Write out each line beneath this one exactly as it reads.

Data listing
/---

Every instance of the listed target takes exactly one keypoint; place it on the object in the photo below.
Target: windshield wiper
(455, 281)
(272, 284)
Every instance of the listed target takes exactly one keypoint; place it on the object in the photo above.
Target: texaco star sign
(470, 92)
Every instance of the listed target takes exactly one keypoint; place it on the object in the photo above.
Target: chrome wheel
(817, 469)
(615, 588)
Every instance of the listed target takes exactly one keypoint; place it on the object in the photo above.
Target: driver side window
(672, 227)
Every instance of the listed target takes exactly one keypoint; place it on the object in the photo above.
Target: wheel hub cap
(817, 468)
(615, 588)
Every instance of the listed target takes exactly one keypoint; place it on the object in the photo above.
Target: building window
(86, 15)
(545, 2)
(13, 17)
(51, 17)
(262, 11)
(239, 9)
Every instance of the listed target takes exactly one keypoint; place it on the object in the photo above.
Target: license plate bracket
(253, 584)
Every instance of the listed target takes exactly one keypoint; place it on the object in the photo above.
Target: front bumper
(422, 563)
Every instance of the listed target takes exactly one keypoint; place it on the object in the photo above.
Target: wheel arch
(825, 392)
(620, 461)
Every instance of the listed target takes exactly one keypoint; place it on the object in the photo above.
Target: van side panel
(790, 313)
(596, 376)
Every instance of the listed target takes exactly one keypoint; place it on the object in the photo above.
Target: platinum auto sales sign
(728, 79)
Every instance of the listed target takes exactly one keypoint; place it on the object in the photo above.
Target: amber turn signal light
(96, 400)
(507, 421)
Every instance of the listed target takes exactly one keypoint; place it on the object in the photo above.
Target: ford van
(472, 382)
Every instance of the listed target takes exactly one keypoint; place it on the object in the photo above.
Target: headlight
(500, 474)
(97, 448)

\---

RESULT
Every instance of the listed target takes exactly one keypoint; place it on the object in the photo below.
Target: windshield wiper
(455, 281)
(272, 284)
Every instance of the listed target takes exactly one keypoint; place it on the object in the photo above.
Target: texaco star sign
(470, 92)
Every instance of the listed target takes exactly one keypoint; place it on the object in the photo above.
Target: chrome wheel
(817, 469)
(615, 588)
Every instance of the listed target takes exactly one keypoint; place it on the object in the photo above.
Target: driver side window
(672, 227)
Every instance of the listed target takes exactly one keypoint; place it on the object in the photo above.
Target: wheel hub cap
(817, 468)
(615, 588)
Every instance of the listed target takes exactly one keypoint; place it on the object in the photo above.
Target: building window
(86, 15)
(545, 2)
(13, 17)
(51, 17)
(262, 11)
(239, 9)
Every instance of the listed target takes exactly one keypoint; place it on the object in the photo above.
Target: license plate bracket
(253, 584)
Every instance of the listed target takes exactly one keypoint; place it on the object in the photo above.
Target: front bumper
(422, 563)
Every instance of the listed target takes exactly one keypoint; place it on the object in the photo above.
Target: wheel arch
(825, 392)
(620, 461)
Every instance of the listed target takes exactly one keypoint; place it on the object in the photo above.
Target: van side panel
(790, 313)
(596, 376)
Every instance of the listed target takes exactly one keypoint; place it on the object in the photo above.
Target: platinum auto sales sign
(728, 79)
Every instance of the listed target takes exactly one keypoint; place it on the object in the photo above.
Target: amber turn signal light
(96, 400)
(507, 421)
Every instance of the listed target takes exactly one keypoint; place it on the object in the photo above.
Target: ford van
(472, 382)
Every instance of the listed target takes exactly one keypoint; place it on the object in the photo above.
Target: headlight
(500, 474)
(97, 448)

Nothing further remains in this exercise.